What you have to do » Go through the entries below and write each one out exactly.

Provided material »
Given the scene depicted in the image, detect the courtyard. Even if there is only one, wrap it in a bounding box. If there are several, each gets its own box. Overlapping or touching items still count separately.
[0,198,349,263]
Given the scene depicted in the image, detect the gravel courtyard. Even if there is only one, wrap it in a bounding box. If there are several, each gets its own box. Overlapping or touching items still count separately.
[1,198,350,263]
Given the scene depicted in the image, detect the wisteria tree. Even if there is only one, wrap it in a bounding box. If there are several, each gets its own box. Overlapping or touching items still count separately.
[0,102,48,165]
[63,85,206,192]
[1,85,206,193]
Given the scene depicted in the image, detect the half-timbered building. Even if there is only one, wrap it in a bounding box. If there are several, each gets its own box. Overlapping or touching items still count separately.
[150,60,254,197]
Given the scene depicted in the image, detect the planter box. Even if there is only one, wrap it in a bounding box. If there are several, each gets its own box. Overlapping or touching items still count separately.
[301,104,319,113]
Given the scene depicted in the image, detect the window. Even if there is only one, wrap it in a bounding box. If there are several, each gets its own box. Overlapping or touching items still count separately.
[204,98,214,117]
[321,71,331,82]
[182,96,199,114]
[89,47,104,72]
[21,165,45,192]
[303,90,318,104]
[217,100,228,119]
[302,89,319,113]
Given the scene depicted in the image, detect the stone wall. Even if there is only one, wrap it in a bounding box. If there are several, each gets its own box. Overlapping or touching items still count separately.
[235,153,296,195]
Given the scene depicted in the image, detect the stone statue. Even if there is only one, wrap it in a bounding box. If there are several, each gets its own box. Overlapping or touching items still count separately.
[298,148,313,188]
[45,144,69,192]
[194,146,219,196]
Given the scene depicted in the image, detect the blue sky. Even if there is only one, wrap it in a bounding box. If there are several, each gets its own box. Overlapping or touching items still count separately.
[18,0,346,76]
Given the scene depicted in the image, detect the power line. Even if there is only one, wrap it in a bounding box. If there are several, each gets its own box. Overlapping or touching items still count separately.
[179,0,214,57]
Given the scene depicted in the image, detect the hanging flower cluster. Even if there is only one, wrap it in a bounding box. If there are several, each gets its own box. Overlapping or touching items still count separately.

Response to the task »
Given the scene depicted in the image, detect the courtyard. Even if there is only one, wrap it in a bounding box. If there are several, each gets its own box. Overlapping or touching items still count separately.
[0,198,349,263]
Given the scene depicted in the image, detect the gravel courtyard. Even if there is only one, wrap it in a bounding box. If there are several, each gets its own box. Overlapping or touching items still count separately.
[1,198,350,263]
Given the scene depicted in the image, detect the wisteria tree. Even if there is only one, wrap it in a bounding box. If there are several, each gets its own box. Overlapping or touching items still count separately.
[0,102,48,165]
[63,85,206,192]
[1,85,206,193]
Given the scene depicted in the image, detect the half-timbered building. Even if there is only one, wrap it in a bounding box. If there are several, each gets its own box. Overlapping or touching items still count separately.
[150,60,254,197]
Given the scene depicted in the image, detect the planter box. Even if there is only one, wrap it in a bounding box. If there are several, each gets its own box. Overlapping or touching items still count separately.
[301,104,319,113]
Given the scene depicted in the image, detect the window. Even if there is only one, wrap it in a bounding box. If there are several, each gets its own box. Overlapping or touching items still count separately.
[204,98,214,117]
[321,71,331,82]
[182,96,199,114]
[89,47,104,72]
[21,165,45,192]
[303,90,318,104]
[217,100,228,119]
[302,89,319,113]
Given the scene depicted in the image, detect the stone wall. Even if there is only one, wrap it in a bounding box. If there are several, each gets its own box. Overlapping or touching items still count separately.
[235,153,296,195]
Given the scene depicted in the image, detect the stone statue. Even if there is only one, wrap it in a bounding box. If there are several, each gets its own box. Overlapping or touching items still count separately.
[298,148,313,188]
[45,144,69,192]
[194,146,219,196]
Given the scene depicted in the image, detect the blue sky. Even if there is only one, wrap it in a bounding box. If there are several, each gets its own box. Overlapping or touching items still count separately.
[18,0,346,76]
Given the scene depicted in the image, detect the power line. Even if there is only one, wrap it in a bounding box. If there are several, each gets its own box. Overlapping or touching items still count separately.
[179,0,214,57]
Given the scene depicted in the image, detect the hanging flower cluster. Even if there is only one, wrap it in a bounding box. If there are several, each gets its own box. Overlapping or touching items still count separately.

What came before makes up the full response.